**TASKS FOR THIS EXERCISE**.
A. Answer these about the Teva Pharmaceuticals article:
(i) In what year and in what city was Teva Pharmaceuticals founded?
(ii) How many drugs does the company currently sell, and in how many countries?
(iii) Which four areas does its patented drug business specialize in?
B. Could you print the Teva Pharmaceuticals article between "Let’s take a" and "to be avoided.", inclusive?
C. How would the Teva Pharmaceuticals article go on after its last sentence? Write the continuation.

**EXTRACTED TEXT**.
# # # # #

Certain large pharmaceutical companies have proven to be excellent high-yield dividend growth stocks. However, due to the cyclical nature of the business, high R&D costs, and various regulatory risks, pharma can also be a very challenging industry in which to invest.
Let’s take a look at Teva Pharmaceuticals (NYSE:TEVA), one of the highest-yielding big pharma stocks available today, to see whether its recent challenges (and plunging share price) make it a possible opportunity for our Conservative Retirees dividend portfolio or a classic value trap to be avoided.
Business Overview
Founded in 1901 in Petach Tivka, Israel, Teva Pharmaceuticals is the world’s largest maker of generic pharmaceuticals. In fact, it currently sells 1,800 drugs in over 80 countries around the world and plans to almost double that number in the coming year.
However, it also has a large patented drug business specializing in central nervous system, oncology, respiratory, and women’s health drugs. Finally, the company operates as a third party distributor for other pharmaceutical companies’ products.

# # # # #

**EXERCISE DATA**.
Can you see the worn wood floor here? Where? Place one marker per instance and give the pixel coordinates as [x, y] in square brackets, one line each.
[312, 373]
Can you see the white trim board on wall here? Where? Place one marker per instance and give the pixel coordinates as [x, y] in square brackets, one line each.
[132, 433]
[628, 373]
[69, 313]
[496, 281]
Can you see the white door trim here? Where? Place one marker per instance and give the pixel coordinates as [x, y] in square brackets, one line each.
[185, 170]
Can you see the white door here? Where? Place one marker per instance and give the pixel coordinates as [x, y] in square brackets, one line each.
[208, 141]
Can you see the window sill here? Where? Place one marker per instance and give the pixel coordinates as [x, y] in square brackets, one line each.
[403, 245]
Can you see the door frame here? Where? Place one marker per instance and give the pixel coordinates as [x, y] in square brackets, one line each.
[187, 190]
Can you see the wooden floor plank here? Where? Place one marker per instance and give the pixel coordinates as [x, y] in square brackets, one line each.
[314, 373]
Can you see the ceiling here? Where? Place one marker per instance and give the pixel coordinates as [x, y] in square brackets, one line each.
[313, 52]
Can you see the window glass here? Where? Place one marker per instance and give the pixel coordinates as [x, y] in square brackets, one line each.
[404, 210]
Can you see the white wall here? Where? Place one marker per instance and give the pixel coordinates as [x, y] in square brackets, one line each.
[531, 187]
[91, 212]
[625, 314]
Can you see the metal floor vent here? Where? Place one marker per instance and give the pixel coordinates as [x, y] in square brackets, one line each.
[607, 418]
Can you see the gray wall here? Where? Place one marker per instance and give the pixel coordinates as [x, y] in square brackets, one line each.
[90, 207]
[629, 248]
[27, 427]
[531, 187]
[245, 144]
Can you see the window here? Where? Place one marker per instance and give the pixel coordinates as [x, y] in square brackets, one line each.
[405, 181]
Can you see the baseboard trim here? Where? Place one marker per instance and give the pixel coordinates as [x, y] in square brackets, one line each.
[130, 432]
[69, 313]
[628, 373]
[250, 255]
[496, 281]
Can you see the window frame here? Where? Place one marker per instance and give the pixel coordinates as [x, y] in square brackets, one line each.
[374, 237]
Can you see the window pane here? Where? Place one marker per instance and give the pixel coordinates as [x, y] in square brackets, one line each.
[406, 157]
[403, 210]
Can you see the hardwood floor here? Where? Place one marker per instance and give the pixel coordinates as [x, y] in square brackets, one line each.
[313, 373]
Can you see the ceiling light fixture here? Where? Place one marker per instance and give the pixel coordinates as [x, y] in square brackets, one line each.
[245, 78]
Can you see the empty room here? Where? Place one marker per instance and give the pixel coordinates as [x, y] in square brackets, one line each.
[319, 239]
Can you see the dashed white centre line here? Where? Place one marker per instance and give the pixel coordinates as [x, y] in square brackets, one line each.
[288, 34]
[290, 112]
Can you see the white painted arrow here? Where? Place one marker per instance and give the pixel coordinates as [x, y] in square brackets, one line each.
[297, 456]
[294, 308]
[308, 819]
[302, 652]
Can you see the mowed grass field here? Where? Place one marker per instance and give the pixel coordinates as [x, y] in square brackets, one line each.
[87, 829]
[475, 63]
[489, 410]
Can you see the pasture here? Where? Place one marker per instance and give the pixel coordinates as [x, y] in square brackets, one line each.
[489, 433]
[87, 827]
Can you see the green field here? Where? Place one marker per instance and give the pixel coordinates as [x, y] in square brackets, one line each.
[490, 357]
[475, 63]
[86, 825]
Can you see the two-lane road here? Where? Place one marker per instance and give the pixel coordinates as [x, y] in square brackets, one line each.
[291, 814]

# # # # #

**ANSWERS TO THE TASKS**.
A.
(i) 1901, in Petach Tivka, Israel
(ii) 1,800 drugs in over 80 countries
(iii) Central nervous system, oncology, respiratory, and women's health

B.
Let’s take a look at Teva Pharmaceuticals (NYSE:TEVA), one of the highest-yielding big pharma stocks available today, to see whether its recent challenges (and plunging share price) make it a possible opportunity for our Conservative Retirees dividend portfolio or a classic value trap to be avoided.

C.
Business Segment | % Of Revenue | % Of Segment Profit |
Specialty Drugs | 39% | 58% |
Generic Drugs | 55% | 41% |
Third Party Distribution | 6% | 1% |
Total | 100% | 100% |
Source: Teva Pharmaceuticals 20-F
As you can see, the majority of Teva’s sales are derived from its generic business; however, the majority of profits are from higher margin, patented drug sales. The company is working to decrease its dependency on patented drugs with its $40.5 billion acquisition of Actavis Generics, a subsidiary of Allergan (AGN).
This acquisition is expected to boost Teva’s generic sales to nearly 60% of revenue, thanks to its planned launch of 1,500 generic drugs worldwide in 2017. Unfortunately, Teva’s timing was very poor because generic drug prices peaked at the time of its acquisition and have since declined across the entire industry.